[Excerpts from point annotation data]
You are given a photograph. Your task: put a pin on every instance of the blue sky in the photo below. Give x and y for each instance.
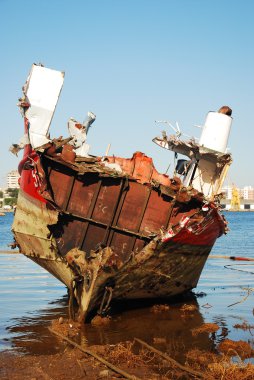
(132, 62)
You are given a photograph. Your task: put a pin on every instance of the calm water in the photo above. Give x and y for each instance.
(30, 298)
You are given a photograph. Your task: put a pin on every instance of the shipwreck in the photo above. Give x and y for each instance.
(111, 227)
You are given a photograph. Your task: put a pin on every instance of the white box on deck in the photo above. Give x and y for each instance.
(43, 88)
(216, 131)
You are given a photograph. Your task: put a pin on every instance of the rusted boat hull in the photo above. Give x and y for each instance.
(110, 227)
(100, 233)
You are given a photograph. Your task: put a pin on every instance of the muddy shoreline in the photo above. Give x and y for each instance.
(127, 360)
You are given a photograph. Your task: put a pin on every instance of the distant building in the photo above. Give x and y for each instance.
(13, 179)
(247, 192)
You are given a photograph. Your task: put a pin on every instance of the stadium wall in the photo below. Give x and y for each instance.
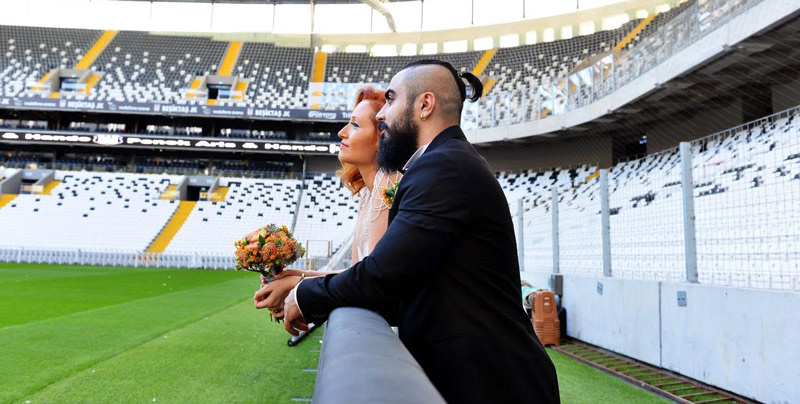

TASK PROMPT — Rewrite all of the lines above as a numbered list, omitting any blank lines. Leave the pictures out of your answer.

RESULT —
1. You are given a photograph. Your task: put a pin on every instance of the blue sky in the photo below. Give x and y for each instance.
2. (132, 62)
3. You are given a photograph. Your task: put a pin on every instance of the calm water in the photo above. Give x and y for each instance.
4. (30, 298)
5. You are given a photograph. Your task: put a pin on every instance of the shipwreck in the photo above. Give x and y for each instance.
6. (111, 227)
7. You are given a photograph. Your task: put a pin on every instance of the white box on deck in the photo above. Give x and y for each instance.
8. (43, 88)
9. (216, 131)
10. You are given a photograph. Your task: put a pin on every instance of the rusted boat hull in the photo above. Give x and y for each instance.
11. (110, 227)
12. (100, 233)
13. You are given a photograph. Your task: put a pin on every instance of the muddy shoreline in the photo above. Give x and y for each instance.
14. (127, 360)
15. You are given a photograph. Your task: put a pin on every instance of the distant building in the photo above. Give x and y for each instance.
16. (13, 179)
17. (247, 192)
18. You are given a photograph. Your task: put a pin on every instance of the stadium wall in the photo below. Give x and y for each instance.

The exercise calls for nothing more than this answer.